[Items from a dataset]
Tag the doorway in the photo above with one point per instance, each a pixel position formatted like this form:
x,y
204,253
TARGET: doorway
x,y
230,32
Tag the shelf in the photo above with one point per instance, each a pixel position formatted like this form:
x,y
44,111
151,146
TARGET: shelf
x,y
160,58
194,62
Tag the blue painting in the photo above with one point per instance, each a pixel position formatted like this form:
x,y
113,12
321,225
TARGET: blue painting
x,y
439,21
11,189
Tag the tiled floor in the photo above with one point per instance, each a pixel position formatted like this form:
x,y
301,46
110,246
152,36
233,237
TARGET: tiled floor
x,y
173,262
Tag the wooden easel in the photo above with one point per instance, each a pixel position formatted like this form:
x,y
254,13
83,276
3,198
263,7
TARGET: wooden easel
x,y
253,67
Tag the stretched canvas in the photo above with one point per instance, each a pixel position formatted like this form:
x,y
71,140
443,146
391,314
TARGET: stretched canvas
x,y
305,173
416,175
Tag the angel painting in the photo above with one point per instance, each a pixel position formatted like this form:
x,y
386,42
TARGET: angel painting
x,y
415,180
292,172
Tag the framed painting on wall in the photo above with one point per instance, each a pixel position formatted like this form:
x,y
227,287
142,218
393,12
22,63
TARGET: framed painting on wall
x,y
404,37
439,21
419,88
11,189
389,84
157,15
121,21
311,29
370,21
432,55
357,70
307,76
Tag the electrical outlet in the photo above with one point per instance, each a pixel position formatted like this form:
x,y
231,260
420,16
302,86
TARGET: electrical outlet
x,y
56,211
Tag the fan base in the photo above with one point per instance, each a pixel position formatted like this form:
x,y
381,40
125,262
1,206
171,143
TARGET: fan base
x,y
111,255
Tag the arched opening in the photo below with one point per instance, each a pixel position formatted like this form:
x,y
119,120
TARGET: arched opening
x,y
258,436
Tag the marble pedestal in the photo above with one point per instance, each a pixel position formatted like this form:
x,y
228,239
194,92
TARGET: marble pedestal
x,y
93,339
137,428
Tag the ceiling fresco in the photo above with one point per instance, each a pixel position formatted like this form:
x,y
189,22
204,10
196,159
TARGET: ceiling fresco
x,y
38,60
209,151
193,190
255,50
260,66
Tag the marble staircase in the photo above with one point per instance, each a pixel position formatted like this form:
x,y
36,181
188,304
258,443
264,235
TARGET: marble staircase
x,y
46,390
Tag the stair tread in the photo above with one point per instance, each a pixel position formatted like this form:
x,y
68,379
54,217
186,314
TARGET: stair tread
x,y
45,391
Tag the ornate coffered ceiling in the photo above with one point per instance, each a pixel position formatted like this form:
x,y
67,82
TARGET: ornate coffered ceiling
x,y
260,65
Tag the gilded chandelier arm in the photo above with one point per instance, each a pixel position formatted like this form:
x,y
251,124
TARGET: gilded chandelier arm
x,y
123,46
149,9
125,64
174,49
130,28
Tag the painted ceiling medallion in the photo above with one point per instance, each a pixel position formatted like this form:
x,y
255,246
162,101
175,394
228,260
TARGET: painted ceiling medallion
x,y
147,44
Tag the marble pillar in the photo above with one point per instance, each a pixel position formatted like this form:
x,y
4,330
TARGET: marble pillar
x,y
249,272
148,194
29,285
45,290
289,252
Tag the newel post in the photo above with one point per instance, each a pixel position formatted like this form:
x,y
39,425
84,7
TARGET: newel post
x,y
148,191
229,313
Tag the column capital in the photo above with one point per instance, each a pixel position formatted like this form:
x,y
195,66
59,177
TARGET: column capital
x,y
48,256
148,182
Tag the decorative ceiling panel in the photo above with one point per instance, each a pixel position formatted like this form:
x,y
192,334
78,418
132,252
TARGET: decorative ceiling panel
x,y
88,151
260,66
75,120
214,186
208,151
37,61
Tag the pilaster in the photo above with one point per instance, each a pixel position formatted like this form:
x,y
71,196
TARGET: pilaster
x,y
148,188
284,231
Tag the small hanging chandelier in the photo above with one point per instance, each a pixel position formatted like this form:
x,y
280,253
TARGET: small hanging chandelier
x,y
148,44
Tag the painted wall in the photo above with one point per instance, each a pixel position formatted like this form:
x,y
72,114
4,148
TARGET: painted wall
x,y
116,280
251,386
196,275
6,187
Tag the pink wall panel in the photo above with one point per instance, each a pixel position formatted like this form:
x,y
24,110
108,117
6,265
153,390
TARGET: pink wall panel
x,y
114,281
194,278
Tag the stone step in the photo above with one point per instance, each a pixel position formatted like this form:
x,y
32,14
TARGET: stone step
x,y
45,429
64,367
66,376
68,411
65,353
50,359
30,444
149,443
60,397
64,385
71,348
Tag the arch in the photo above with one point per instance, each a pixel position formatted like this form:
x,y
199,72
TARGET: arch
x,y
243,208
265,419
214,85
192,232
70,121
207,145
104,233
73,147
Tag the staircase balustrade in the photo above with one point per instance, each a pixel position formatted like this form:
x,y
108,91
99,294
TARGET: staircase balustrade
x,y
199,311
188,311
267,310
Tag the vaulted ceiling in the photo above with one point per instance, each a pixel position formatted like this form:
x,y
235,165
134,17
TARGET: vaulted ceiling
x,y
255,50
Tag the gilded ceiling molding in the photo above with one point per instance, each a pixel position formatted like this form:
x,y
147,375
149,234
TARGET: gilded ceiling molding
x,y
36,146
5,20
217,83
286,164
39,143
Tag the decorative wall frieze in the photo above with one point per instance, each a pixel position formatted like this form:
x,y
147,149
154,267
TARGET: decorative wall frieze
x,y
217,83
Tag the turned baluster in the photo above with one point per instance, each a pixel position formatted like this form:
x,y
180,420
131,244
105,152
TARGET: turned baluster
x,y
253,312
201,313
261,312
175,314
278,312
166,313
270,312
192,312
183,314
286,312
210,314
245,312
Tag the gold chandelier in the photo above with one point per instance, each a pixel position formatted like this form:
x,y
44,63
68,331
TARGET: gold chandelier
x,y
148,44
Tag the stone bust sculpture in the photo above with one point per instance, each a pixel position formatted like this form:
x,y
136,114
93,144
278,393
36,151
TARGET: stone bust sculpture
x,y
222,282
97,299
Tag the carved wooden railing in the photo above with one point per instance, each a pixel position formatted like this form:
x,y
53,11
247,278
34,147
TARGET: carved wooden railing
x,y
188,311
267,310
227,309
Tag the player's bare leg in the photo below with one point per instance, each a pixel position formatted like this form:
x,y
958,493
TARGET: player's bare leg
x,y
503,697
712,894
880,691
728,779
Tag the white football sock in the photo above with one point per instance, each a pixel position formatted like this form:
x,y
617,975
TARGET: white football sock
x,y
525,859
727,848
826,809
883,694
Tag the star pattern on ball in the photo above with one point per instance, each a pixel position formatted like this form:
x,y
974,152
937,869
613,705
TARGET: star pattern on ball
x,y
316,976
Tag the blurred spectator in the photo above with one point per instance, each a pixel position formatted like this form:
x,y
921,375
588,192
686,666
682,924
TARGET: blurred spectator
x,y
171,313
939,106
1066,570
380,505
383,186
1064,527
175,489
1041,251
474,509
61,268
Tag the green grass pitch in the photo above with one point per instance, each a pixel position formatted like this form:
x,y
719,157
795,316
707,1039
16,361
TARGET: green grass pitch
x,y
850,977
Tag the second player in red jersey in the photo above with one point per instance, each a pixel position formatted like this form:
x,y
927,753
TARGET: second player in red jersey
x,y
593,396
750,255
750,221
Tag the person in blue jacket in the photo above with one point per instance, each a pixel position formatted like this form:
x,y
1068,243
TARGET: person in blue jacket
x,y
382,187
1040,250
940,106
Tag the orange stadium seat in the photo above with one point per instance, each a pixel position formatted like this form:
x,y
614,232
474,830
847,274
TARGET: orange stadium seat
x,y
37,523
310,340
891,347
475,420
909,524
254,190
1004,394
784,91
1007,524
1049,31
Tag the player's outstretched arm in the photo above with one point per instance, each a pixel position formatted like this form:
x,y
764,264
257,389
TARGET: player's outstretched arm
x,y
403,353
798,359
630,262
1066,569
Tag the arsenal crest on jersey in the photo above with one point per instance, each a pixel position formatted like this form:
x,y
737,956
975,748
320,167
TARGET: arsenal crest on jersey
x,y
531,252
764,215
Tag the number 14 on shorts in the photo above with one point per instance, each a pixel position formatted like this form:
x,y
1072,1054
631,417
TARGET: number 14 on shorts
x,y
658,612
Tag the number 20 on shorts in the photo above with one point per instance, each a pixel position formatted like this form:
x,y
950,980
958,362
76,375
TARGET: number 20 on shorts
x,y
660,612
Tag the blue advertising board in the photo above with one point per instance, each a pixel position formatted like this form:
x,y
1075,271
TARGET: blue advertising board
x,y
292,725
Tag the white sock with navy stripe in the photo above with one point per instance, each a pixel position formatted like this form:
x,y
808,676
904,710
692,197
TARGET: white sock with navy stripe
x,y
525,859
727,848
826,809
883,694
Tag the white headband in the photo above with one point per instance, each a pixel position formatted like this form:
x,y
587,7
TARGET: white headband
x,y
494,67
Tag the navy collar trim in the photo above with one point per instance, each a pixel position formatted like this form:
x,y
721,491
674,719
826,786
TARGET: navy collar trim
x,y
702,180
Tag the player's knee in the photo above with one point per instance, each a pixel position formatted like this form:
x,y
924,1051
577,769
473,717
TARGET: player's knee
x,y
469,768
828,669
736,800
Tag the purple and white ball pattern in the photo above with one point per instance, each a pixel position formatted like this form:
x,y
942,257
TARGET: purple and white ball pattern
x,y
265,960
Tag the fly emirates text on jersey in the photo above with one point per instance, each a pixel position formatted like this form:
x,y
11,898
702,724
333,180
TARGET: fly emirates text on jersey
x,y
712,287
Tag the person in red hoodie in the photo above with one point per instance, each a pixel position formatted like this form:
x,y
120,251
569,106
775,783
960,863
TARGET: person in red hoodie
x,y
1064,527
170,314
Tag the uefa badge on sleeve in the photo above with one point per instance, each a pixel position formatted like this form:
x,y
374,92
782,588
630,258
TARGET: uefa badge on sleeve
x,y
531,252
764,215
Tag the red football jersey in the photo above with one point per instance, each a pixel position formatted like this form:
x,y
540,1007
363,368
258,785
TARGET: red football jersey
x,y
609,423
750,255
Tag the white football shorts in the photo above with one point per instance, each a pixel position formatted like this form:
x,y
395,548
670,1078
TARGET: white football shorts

-- Work item --
Single out each line of the records above with the string "below" in it, and copy it.

-- Finished task --
Tag the arched opening in the photo below with one point per instance, each a pixel position formatted like this form:
Tag the player's bare leg in the photo below with one point per instance, each a pixel position formatted like this form:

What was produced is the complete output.